*** Block opens ***

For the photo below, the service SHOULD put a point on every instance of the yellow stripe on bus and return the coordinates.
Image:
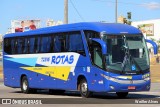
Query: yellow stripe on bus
(56, 72)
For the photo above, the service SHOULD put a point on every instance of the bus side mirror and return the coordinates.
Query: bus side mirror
(155, 47)
(103, 45)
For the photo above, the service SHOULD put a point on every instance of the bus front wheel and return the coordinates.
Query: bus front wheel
(25, 85)
(84, 89)
(122, 94)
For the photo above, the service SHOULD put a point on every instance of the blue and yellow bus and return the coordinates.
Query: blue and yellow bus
(88, 56)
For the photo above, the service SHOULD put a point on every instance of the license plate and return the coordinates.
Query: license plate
(131, 87)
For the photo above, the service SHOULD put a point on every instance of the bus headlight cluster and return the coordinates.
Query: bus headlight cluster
(146, 76)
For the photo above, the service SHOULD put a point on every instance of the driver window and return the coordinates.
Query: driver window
(96, 54)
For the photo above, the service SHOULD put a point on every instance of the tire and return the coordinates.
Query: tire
(122, 94)
(84, 89)
(25, 85)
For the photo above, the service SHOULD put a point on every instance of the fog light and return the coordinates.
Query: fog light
(112, 87)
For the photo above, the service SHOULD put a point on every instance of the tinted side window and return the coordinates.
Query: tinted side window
(7, 45)
(45, 44)
(76, 43)
(31, 45)
(59, 43)
(91, 34)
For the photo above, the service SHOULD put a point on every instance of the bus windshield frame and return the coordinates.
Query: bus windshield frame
(126, 53)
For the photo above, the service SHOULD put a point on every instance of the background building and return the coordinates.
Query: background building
(17, 24)
(51, 22)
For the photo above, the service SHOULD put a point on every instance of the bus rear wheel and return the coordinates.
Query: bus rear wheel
(122, 94)
(84, 89)
(25, 85)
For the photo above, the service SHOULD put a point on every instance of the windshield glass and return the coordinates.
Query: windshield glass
(126, 53)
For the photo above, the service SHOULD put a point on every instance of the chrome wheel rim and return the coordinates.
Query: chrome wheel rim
(84, 88)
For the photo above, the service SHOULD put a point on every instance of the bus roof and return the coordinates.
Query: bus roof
(109, 28)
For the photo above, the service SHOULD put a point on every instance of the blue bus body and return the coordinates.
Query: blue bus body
(64, 70)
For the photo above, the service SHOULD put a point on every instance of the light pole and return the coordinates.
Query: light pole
(65, 11)
(116, 11)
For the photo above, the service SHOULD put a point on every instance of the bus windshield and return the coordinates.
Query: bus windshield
(126, 53)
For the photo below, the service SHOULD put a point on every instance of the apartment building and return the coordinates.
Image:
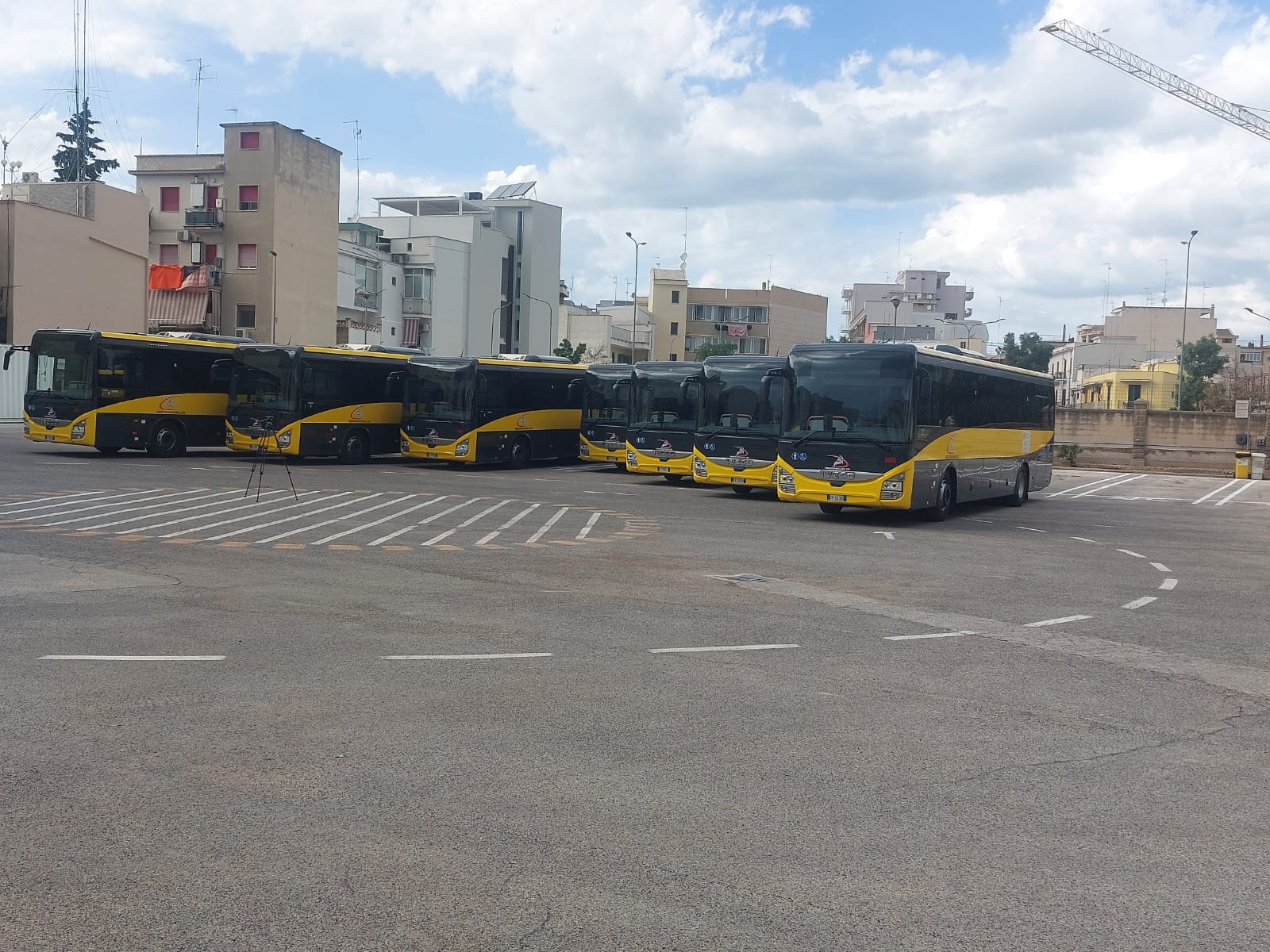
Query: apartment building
(73, 254)
(257, 224)
(480, 273)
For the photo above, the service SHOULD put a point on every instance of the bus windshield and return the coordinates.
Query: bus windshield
(666, 401)
(740, 399)
(61, 366)
(441, 393)
(266, 378)
(852, 397)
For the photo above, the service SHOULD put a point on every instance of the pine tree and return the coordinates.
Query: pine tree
(76, 159)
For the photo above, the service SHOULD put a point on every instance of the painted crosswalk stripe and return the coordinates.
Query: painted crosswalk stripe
(479, 516)
(548, 524)
(510, 524)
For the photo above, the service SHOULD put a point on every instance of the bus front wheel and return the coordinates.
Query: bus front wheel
(520, 457)
(945, 498)
(165, 440)
(1020, 495)
(356, 447)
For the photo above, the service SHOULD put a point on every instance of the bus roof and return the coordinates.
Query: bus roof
(944, 352)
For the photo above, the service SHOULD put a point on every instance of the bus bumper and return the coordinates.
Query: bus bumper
(714, 475)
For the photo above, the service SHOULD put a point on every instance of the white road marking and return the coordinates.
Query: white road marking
(918, 638)
(1110, 486)
(279, 522)
(1210, 495)
(1083, 486)
(379, 522)
(429, 520)
(715, 647)
(548, 526)
(479, 516)
(1058, 621)
(1245, 488)
(461, 658)
(196, 518)
(133, 658)
(507, 524)
(329, 522)
(590, 526)
(168, 501)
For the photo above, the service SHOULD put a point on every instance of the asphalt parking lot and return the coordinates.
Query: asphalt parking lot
(413, 708)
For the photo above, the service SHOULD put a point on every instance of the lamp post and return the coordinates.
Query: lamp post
(895, 298)
(273, 308)
(1181, 351)
(635, 294)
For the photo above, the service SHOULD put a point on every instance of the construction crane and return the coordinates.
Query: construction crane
(1095, 44)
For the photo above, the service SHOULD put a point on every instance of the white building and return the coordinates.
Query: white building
(480, 274)
(918, 306)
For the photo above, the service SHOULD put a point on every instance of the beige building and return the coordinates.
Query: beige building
(71, 255)
(768, 321)
(262, 219)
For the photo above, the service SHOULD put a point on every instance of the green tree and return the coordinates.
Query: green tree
(714, 348)
(1202, 361)
(573, 353)
(1029, 352)
(76, 158)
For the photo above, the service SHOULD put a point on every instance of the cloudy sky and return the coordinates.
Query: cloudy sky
(821, 143)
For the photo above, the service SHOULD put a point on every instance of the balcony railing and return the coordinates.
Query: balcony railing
(205, 219)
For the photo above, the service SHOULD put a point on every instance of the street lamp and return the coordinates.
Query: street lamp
(635, 294)
(1181, 351)
(273, 308)
(895, 298)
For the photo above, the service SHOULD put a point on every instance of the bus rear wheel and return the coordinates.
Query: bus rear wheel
(165, 441)
(520, 457)
(356, 447)
(1020, 495)
(945, 498)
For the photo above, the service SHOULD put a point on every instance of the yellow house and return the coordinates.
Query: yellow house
(1156, 382)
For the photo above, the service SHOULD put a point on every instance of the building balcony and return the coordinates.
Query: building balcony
(205, 219)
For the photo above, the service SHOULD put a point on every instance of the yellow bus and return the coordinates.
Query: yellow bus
(742, 403)
(506, 409)
(306, 401)
(118, 391)
(664, 406)
(907, 427)
(605, 413)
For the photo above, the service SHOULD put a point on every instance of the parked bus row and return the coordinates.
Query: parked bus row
(880, 425)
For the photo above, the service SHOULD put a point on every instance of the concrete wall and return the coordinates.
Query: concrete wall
(1153, 440)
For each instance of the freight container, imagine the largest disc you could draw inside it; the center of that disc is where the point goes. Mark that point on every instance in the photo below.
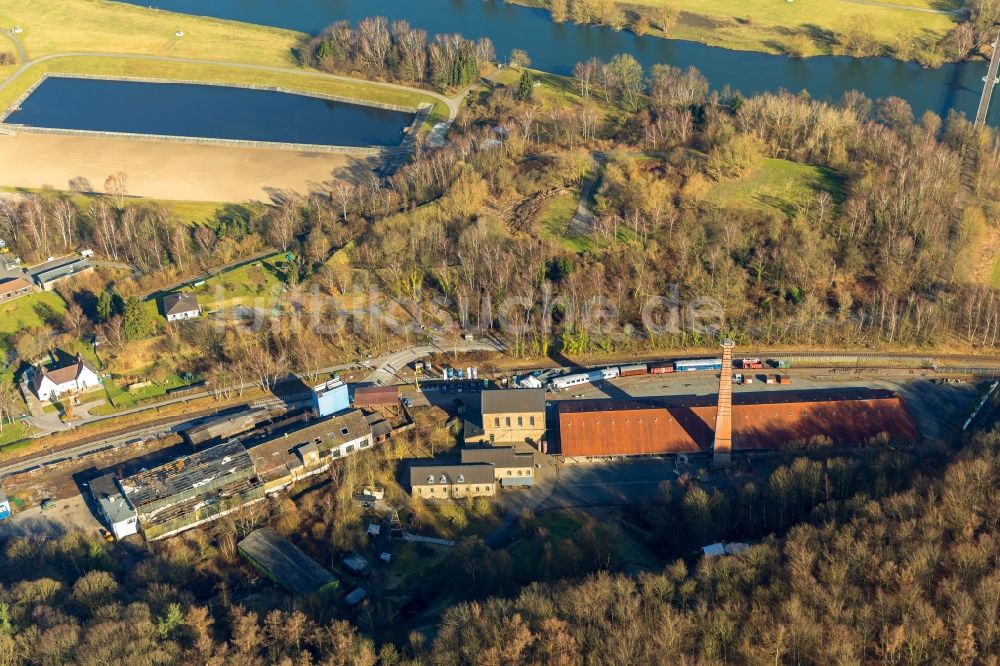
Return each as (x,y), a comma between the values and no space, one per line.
(563,383)
(633,370)
(603,373)
(698,364)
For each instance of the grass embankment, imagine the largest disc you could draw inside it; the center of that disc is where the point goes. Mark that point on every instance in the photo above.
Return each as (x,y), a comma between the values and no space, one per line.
(777,185)
(68,26)
(777,26)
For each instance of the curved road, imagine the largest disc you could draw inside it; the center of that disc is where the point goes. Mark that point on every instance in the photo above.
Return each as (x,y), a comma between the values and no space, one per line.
(453,103)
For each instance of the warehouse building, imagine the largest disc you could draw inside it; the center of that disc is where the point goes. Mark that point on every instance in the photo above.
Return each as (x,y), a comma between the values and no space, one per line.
(759,421)
(452,481)
(288,457)
(508,416)
(510,468)
(193,489)
(114,507)
(225,427)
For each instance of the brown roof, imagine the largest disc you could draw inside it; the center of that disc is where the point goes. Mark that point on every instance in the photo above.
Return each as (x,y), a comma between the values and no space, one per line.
(12,285)
(512,401)
(760,421)
(500,456)
(370,396)
(64,374)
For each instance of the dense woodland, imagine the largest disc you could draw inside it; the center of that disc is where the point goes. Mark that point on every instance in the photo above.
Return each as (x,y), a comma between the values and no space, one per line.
(887,558)
(878,254)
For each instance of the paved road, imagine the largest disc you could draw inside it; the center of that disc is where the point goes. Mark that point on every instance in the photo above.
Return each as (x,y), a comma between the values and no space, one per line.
(988,83)
(453,103)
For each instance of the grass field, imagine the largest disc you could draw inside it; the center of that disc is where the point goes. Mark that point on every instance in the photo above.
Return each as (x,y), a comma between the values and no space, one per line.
(994,277)
(774,26)
(186,212)
(31,311)
(245,284)
(554,222)
(777,185)
(63,26)
(295,79)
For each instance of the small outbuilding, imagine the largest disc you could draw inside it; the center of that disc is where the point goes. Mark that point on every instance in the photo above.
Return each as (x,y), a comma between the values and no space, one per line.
(180,306)
(284,563)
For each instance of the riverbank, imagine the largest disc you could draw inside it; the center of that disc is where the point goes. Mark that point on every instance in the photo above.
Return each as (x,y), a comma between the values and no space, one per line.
(907,31)
(112,39)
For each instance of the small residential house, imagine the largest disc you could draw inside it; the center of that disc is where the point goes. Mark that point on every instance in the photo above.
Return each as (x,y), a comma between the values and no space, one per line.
(115,509)
(509,415)
(50,384)
(14,288)
(452,481)
(180,306)
(510,468)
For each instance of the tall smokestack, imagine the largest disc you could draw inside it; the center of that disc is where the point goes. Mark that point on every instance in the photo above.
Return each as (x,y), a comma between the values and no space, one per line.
(722,448)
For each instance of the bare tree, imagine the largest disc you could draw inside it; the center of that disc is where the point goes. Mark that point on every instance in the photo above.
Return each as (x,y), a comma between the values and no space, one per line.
(116,186)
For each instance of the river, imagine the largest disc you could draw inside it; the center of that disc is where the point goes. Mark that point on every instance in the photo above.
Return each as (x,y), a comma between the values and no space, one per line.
(206,111)
(556,48)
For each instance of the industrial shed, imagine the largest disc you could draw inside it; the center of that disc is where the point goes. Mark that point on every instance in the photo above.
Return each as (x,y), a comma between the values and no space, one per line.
(376,396)
(760,421)
(284,563)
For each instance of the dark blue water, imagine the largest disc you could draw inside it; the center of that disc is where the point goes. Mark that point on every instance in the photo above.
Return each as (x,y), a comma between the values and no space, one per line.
(556,48)
(218,112)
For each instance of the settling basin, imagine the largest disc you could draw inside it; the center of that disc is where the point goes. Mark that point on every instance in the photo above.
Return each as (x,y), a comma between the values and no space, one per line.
(557,47)
(206,112)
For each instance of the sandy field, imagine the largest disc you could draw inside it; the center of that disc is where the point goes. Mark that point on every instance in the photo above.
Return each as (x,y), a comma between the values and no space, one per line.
(177,171)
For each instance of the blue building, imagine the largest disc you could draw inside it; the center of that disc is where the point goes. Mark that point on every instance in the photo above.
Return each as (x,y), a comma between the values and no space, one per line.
(330,397)
(4,505)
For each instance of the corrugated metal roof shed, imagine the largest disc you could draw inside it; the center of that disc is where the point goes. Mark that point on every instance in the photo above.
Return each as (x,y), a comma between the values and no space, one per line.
(512,401)
(376,396)
(284,562)
(499,456)
(420,475)
(760,421)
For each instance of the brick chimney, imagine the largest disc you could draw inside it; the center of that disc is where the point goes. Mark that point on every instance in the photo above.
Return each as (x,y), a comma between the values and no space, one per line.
(722,448)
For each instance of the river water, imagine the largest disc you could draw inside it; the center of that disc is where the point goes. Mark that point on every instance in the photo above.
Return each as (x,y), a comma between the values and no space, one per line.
(205,111)
(556,48)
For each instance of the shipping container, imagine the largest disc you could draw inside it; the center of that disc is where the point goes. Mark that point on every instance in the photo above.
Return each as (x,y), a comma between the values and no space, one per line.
(562,383)
(603,373)
(698,364)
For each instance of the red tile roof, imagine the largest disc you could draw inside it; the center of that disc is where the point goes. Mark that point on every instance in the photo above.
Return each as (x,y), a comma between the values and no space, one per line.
(760,421)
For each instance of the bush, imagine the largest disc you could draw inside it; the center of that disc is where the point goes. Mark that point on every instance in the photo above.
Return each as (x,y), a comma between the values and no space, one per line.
(734,158)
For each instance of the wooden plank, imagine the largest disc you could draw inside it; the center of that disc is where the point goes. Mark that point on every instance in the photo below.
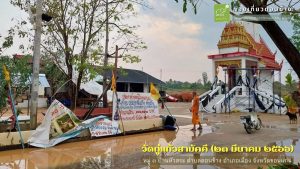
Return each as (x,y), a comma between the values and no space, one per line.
(13,138)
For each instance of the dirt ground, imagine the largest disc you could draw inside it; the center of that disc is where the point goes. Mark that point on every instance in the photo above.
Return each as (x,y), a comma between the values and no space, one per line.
(222,130)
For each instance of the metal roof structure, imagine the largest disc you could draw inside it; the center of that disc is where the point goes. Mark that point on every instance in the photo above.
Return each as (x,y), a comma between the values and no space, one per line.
(135,76)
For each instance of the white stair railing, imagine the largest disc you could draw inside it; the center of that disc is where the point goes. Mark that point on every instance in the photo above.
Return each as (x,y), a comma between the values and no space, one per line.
(219,105)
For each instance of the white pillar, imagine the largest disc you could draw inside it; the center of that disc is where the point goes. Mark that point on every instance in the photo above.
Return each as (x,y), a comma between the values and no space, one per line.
(213,72)
(243,65)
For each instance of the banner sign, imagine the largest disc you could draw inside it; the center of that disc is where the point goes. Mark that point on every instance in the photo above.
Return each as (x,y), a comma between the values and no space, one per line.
(135,106)
(59,124)
(104,127)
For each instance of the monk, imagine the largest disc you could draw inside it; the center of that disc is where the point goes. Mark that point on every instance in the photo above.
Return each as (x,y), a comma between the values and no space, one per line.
(195,112)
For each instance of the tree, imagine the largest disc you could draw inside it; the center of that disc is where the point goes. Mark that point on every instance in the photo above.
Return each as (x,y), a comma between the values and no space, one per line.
(73,38)
(282,42)
(20,71)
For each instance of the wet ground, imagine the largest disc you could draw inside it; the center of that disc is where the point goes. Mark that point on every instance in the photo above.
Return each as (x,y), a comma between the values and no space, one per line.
(221,130)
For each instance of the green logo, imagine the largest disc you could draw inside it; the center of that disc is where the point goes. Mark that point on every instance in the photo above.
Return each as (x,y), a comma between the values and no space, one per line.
(222,13)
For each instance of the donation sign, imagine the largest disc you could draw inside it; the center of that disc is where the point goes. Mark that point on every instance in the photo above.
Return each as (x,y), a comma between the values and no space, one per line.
(135,106)
(104,127)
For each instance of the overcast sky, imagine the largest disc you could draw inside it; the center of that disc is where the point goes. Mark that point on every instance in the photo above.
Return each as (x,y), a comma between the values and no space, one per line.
(178,43)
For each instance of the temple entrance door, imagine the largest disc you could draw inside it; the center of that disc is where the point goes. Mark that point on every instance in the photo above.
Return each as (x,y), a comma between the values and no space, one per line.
(231,78)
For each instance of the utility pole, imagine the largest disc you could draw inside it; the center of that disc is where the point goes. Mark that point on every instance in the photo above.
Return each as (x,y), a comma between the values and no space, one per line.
(36,65)
(105,57)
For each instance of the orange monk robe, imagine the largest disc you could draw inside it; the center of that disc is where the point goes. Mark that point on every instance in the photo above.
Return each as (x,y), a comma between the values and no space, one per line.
(195,110)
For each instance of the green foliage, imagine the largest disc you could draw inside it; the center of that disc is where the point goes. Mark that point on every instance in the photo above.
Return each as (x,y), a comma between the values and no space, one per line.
(19,73)
(73,37)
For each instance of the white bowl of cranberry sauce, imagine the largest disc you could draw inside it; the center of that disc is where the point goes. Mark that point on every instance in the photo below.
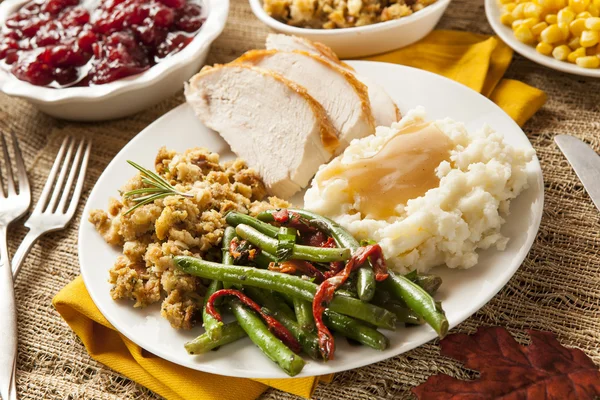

*** Block closes ***

Try it: Starting with the line with "Query: tire" above and going on through the line with "side window and return the coordinates.", transcribe every line exactly, both ends included, and add nothing.

Output of the task:
Query: tire
(122, 94)
(84, 89)
(25, 85)
For the photo above, the service SHOULD put a point on every instance of the fog light and return the coordinates.
Query: fog light
(112, 87)
For the photo above, the service SHOULD put a point on every instance of the tinted side window and return the coordinates.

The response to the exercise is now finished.